Entries for bounding box labeling
------
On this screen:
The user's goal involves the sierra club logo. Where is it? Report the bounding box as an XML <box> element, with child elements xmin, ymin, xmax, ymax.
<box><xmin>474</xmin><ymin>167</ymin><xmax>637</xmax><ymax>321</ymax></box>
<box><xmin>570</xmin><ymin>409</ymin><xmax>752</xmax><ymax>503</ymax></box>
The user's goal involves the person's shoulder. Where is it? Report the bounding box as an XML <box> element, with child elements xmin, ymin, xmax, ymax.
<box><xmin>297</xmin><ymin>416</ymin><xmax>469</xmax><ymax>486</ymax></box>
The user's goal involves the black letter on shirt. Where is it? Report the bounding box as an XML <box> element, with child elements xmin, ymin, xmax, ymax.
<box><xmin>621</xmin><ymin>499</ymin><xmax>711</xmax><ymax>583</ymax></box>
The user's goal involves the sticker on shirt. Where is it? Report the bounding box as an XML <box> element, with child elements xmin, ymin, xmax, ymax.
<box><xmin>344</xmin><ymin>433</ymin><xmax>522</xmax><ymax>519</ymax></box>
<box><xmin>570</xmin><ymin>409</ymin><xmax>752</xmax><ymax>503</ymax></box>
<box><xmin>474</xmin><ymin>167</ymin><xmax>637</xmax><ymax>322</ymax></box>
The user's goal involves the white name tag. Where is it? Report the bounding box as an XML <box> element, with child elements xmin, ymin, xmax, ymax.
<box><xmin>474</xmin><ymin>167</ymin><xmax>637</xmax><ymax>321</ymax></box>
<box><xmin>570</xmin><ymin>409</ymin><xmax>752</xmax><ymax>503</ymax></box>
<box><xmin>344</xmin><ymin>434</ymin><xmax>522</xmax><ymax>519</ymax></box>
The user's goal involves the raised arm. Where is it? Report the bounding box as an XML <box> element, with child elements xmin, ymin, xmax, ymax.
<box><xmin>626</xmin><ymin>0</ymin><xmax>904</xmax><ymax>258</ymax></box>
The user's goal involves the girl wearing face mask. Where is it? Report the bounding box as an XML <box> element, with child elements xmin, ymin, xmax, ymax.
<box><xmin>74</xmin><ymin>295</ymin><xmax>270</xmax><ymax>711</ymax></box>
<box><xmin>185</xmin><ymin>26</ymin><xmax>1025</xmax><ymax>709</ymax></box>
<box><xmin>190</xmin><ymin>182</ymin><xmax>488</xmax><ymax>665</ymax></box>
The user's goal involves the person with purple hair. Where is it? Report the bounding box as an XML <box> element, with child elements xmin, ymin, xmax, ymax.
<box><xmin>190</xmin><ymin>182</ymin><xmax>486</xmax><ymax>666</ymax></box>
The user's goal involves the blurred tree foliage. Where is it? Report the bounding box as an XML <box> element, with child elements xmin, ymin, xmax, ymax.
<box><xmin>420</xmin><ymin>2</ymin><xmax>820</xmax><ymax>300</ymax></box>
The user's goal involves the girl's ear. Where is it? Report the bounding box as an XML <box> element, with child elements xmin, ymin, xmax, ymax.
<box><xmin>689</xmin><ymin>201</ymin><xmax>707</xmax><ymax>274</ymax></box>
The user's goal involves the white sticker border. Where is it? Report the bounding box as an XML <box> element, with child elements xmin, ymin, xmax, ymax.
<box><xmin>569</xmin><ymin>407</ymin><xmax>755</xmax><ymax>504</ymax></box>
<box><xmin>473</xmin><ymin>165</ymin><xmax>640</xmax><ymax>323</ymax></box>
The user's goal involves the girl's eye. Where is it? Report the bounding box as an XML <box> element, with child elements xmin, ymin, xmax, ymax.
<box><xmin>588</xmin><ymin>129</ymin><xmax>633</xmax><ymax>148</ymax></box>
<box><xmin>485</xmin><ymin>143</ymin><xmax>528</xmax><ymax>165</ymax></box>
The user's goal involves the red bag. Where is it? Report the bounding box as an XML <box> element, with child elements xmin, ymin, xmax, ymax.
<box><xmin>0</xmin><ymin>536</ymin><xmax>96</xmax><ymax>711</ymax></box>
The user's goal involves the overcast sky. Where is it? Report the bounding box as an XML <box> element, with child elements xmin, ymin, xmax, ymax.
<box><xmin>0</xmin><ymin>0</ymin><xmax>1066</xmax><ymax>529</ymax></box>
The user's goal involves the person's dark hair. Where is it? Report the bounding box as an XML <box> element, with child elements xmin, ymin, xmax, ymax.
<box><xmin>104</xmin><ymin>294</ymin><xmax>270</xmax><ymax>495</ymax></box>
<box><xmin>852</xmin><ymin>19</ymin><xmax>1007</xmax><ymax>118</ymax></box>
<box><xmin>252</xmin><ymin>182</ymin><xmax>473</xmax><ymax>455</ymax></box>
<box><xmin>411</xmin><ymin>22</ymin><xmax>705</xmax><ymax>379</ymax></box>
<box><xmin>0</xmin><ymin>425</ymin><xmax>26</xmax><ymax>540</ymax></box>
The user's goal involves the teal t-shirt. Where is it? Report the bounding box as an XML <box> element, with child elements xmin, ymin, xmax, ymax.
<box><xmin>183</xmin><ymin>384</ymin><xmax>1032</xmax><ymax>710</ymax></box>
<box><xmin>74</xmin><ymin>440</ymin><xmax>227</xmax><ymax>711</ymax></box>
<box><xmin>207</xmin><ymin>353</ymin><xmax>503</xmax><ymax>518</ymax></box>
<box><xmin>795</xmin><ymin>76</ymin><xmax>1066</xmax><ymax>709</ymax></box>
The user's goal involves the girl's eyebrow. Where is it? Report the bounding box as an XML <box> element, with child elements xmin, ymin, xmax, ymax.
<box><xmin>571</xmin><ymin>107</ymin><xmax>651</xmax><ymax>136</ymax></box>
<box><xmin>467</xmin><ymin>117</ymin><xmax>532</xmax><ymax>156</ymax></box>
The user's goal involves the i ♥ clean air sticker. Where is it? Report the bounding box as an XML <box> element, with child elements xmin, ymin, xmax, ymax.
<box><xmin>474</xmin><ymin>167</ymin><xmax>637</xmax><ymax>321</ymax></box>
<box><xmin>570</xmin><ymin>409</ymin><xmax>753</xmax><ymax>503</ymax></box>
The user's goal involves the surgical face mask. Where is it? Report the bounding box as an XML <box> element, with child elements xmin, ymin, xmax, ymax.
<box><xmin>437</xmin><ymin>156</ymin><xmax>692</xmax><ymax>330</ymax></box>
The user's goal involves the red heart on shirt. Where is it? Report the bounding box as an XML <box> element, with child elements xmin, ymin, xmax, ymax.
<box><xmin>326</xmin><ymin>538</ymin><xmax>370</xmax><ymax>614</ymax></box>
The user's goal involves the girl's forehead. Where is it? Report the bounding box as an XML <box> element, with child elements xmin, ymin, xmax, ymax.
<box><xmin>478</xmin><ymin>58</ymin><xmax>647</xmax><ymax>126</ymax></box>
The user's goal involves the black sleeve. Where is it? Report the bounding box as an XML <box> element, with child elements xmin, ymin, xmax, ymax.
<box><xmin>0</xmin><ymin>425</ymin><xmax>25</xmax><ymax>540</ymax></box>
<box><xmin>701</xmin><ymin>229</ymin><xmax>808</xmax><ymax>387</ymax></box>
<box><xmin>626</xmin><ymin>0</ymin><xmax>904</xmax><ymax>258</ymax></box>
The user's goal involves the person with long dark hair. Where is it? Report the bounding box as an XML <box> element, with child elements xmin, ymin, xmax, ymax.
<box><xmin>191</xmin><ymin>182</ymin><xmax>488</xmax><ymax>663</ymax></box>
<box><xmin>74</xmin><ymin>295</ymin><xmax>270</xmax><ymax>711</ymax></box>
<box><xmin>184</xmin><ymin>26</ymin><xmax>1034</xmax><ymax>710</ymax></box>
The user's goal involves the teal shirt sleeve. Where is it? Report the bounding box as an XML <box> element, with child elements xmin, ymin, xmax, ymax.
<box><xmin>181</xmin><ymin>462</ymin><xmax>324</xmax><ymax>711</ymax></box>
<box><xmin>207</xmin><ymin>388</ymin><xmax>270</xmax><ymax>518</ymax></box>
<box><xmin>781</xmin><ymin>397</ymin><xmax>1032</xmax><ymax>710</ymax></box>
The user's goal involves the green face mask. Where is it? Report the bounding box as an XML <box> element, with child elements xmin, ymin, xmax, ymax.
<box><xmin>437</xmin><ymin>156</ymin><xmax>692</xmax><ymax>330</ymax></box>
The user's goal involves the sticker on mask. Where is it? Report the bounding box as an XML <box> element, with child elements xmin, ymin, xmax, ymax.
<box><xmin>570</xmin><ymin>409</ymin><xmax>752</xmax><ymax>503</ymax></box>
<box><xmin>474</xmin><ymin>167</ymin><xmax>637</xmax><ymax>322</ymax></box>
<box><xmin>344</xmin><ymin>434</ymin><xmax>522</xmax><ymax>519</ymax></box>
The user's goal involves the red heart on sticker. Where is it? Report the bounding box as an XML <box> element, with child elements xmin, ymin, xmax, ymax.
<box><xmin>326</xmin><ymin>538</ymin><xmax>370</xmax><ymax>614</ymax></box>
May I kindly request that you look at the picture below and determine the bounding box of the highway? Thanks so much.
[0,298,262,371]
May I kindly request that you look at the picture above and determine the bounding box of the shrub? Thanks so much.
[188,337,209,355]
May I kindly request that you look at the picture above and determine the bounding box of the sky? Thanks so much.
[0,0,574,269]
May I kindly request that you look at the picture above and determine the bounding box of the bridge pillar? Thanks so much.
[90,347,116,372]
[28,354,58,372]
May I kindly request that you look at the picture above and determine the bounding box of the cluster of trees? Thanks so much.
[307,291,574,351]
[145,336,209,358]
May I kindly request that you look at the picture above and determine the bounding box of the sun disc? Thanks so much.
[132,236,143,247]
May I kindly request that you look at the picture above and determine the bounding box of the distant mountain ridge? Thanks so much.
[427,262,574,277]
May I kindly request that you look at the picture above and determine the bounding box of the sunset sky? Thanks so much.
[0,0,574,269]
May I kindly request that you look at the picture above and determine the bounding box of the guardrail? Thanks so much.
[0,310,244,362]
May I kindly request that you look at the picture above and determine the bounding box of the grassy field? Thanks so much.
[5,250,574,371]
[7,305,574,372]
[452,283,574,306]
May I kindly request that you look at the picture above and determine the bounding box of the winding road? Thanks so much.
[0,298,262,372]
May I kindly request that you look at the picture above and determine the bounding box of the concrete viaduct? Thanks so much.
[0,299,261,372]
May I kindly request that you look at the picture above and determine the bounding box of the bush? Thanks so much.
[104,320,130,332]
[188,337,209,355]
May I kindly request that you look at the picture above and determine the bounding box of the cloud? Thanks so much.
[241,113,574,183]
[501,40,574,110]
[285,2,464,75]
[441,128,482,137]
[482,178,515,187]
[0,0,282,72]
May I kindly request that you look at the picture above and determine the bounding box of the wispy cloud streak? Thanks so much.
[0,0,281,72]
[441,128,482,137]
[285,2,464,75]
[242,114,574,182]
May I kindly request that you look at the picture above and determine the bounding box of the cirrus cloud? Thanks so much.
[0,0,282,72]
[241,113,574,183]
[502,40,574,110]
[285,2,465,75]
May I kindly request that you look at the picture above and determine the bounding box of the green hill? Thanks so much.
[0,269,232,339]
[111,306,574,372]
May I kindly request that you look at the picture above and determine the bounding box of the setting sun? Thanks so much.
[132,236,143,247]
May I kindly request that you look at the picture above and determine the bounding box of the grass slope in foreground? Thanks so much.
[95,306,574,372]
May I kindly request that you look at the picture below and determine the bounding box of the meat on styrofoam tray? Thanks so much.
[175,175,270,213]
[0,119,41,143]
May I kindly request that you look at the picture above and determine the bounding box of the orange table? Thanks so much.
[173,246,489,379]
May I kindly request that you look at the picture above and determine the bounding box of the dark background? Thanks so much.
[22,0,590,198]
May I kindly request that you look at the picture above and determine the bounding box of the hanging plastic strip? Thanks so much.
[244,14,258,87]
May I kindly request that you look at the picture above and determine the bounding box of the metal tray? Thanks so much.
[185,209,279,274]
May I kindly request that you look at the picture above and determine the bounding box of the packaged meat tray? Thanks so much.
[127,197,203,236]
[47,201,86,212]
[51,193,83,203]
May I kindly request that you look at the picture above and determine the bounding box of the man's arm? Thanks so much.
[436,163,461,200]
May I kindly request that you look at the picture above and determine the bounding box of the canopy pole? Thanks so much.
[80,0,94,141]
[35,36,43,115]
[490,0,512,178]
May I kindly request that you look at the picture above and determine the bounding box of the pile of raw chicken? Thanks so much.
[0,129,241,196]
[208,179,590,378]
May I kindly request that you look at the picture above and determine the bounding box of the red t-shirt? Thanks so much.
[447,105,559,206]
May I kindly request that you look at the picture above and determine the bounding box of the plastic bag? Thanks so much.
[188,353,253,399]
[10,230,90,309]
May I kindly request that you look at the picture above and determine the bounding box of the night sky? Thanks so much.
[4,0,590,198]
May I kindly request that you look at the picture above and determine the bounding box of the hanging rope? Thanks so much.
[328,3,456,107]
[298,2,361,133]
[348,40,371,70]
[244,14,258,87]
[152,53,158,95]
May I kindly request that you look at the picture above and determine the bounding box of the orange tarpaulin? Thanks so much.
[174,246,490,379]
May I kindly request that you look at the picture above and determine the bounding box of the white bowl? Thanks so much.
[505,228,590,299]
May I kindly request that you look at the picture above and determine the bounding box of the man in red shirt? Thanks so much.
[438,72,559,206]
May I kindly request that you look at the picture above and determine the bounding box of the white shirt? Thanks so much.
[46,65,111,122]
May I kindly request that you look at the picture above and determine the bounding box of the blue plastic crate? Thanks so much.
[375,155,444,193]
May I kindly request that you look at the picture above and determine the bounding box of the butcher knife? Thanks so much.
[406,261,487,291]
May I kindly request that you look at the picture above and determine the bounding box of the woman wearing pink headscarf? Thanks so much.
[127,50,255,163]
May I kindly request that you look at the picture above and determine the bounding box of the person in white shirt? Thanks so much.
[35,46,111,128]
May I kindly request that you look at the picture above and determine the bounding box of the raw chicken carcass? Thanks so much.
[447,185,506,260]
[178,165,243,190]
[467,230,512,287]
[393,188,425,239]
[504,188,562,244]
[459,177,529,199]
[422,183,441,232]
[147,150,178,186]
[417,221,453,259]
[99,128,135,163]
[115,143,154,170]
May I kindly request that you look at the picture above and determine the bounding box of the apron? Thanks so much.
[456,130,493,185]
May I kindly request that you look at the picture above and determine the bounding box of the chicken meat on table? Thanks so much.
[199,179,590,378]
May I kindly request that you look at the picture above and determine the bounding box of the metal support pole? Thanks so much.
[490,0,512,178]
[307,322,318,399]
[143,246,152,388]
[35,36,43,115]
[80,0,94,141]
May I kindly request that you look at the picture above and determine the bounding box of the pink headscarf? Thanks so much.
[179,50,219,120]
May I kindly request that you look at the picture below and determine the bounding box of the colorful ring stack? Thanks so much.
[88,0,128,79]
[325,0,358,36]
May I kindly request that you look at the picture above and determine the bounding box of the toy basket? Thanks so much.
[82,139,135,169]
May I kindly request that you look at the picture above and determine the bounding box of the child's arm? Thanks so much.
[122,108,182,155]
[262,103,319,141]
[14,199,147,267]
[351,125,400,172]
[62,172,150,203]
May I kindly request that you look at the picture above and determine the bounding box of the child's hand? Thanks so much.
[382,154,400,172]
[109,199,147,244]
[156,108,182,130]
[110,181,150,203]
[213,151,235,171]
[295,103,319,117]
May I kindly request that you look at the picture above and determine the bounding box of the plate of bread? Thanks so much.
------
Rewrite the data from the line holding "red shirt? Thanks so much." through the line holding "[199,179,590,378]", both included, swapping "butcher knife" for "meat cleaver" and leaving the rest as it stands.

▸ Correct result:
May I kindly request that you look at the picture above and determine the bounding box of the man in red shirt? Thanks so much.
[438,72,559,206]
May I kindly request that you look at the picture above and determine the bounding box of the white shirt? Thanks so much.
[46,65,111,122]
May I kindly request that you look at the picture above and determine the bounding box of the blue plastic crate? Thanks so much.
[375,155,444,193]
May I kindly request that you look at the picture above and determine the bounding box of the meat cleaver? Thanks so much.
[406,261,487,291]
May I kindly request that you look at the picture above and determine the bounding box of the woman wearing pink headscarf? Thanks so much.
[127,50,255,163]
May I kindly request that you look at the picture above and determine the bounding box of the person in white shirt? Thanks so much.
[35,46,111,128]
May I kindly request that you look at the picture above and determine the bounding box of the raw chicken carcass? Thanks so much.
[447,185,506,260]
[178,165,243,190]
[467,230,512,287]
[393,188,425,239]
[504,188,562,244]
[459,177,529,199]
[422,183,441,232]
[147,150,178,186]
[417,221,453,259]
[99,128,135,163]
[115,143,154,170]
May I kindly request that you look at the picture above and determine the bounding box of the apron? Thanks so much.
[456,130,493,185]
May I kindly request that you look at the picture above and determine the bounding box of the chicken meat on table? Thanks so much.
[199,179,590,378]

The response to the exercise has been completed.